> What to do: Copying nothing before it, reproduce the line that holds "Confirm that each instance of the overhead" and every line after it in the data, exactly.
═══
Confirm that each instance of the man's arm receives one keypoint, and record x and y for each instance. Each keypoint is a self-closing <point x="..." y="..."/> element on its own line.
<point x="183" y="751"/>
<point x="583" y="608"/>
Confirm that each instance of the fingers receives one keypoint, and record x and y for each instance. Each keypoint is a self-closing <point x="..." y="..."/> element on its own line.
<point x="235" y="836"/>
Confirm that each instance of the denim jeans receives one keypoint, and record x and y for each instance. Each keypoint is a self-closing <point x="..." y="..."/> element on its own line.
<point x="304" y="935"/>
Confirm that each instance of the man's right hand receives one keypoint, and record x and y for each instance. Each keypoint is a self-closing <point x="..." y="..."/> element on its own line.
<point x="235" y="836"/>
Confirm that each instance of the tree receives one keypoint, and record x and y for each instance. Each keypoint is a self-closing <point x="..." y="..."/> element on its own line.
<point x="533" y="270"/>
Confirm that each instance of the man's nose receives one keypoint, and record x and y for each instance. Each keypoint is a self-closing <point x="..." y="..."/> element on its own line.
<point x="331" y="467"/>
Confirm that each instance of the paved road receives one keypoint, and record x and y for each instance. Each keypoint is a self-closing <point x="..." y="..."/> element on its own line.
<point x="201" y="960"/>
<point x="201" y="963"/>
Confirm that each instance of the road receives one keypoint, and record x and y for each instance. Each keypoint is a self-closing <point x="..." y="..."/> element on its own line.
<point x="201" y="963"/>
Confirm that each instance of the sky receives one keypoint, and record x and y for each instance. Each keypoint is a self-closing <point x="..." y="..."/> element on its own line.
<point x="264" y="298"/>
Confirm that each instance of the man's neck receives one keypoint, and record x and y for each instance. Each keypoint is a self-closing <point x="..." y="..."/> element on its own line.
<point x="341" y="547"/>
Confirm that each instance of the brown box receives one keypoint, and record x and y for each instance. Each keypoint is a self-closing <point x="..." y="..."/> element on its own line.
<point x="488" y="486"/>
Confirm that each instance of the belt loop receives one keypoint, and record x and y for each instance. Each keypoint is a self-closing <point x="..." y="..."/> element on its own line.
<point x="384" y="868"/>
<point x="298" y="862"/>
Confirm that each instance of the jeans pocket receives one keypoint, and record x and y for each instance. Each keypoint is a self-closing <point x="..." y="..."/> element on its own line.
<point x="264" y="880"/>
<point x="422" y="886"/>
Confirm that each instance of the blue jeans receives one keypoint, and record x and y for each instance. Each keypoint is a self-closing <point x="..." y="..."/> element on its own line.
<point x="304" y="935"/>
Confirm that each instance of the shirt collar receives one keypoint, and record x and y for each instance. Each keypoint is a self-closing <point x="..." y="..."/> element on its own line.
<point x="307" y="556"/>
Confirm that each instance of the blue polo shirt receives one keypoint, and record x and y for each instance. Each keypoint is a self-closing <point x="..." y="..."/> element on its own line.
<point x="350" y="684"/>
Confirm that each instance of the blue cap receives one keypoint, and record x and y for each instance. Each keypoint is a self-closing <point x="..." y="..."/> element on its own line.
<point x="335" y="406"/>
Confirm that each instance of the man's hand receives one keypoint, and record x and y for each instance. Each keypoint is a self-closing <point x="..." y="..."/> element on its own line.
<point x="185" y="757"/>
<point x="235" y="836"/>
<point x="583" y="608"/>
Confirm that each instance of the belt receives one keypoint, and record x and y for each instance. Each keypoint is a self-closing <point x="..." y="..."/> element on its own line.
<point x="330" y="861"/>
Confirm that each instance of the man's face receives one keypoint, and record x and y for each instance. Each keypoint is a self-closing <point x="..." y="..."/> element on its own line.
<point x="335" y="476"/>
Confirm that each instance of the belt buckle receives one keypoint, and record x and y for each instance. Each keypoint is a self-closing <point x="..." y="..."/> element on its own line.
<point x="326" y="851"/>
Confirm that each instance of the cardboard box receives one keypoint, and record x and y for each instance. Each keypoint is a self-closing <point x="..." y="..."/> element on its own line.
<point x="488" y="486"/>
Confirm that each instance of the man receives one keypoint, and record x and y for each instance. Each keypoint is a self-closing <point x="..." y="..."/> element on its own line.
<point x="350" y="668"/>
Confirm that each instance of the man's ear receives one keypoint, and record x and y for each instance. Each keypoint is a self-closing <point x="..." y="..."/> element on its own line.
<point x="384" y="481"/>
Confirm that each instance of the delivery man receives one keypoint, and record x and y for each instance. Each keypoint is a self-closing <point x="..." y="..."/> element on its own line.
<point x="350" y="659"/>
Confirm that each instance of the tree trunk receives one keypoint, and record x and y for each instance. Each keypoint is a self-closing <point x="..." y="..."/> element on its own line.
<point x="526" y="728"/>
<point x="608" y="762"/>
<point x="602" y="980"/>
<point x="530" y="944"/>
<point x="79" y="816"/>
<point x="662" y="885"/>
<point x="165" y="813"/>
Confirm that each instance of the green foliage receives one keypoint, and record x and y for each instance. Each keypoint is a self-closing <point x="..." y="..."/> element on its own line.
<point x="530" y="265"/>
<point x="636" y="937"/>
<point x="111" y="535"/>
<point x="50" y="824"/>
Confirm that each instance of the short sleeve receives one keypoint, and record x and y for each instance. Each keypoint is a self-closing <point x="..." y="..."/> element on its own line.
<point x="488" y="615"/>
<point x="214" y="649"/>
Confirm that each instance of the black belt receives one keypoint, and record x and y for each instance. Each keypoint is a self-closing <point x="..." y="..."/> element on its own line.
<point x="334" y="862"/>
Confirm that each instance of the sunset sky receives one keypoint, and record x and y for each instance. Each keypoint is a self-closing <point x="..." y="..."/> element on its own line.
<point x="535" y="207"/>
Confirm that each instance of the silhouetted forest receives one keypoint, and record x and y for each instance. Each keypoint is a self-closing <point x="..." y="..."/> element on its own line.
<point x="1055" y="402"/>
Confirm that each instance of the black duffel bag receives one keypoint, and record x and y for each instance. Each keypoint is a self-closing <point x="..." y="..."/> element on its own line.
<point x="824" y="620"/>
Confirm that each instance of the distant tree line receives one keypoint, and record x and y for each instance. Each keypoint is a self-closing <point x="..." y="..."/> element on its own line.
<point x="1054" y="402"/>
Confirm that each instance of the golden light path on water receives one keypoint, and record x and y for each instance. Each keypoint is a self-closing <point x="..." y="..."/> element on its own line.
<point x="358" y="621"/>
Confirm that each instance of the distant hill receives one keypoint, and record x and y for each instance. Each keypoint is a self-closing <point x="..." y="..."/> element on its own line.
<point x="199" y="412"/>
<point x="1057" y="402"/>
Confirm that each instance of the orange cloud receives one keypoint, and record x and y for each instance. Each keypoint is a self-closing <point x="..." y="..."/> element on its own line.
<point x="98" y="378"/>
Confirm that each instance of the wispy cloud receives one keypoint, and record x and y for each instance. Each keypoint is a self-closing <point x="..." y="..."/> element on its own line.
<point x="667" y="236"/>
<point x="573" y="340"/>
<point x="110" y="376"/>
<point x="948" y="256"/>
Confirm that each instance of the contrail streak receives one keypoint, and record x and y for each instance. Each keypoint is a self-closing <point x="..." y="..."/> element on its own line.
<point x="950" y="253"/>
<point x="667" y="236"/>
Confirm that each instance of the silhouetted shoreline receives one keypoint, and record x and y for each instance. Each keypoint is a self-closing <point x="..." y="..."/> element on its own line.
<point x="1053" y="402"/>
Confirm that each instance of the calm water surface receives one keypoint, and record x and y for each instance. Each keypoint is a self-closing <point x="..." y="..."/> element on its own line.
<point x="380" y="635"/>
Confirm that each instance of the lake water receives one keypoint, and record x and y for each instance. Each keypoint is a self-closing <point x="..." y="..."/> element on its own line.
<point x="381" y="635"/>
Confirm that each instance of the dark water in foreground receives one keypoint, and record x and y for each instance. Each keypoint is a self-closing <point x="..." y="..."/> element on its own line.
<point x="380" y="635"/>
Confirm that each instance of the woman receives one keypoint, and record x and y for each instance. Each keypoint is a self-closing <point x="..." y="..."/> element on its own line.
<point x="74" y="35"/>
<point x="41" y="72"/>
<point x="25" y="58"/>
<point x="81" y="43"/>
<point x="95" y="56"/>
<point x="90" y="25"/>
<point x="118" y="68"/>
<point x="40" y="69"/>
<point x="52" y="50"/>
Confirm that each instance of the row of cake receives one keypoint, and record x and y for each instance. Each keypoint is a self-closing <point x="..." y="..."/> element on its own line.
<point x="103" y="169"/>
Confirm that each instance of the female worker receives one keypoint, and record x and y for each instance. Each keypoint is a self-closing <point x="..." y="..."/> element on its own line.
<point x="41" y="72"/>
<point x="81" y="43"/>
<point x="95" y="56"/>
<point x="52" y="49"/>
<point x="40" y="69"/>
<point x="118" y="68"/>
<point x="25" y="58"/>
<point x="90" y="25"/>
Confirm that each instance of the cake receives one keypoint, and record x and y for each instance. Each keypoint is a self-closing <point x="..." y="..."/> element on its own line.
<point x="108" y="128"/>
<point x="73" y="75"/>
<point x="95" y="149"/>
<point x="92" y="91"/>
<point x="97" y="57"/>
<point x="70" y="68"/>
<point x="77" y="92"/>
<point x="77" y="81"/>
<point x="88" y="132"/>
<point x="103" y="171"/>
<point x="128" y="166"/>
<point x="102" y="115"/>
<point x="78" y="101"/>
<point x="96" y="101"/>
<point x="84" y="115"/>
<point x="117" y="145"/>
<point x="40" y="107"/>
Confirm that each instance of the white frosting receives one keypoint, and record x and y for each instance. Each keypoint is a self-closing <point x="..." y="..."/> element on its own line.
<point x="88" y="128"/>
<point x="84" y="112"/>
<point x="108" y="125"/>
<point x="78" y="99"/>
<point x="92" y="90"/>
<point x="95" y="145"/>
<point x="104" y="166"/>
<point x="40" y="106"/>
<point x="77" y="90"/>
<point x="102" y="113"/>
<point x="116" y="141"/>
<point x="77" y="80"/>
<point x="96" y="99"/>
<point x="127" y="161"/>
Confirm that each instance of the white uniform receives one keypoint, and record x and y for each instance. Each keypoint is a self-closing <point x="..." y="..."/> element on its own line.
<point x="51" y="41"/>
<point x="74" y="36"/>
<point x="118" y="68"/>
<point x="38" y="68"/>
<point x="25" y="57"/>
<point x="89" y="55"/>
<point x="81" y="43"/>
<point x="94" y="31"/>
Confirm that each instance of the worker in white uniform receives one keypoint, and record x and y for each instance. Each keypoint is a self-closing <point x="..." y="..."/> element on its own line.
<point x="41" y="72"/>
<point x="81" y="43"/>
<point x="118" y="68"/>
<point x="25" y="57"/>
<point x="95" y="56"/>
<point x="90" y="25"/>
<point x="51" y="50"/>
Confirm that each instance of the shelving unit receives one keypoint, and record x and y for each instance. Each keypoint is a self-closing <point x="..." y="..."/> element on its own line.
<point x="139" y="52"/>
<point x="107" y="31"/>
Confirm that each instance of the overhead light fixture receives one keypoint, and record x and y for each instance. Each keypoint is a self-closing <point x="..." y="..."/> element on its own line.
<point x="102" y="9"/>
═══
> The answer:
Confirm that each instance of the overhead light fixture receives one keypoint, and record x and y for each instance. Each keypoint is a self-closing <point x="..." y="..."/> element on its own line.
<point x="102" y="9"/>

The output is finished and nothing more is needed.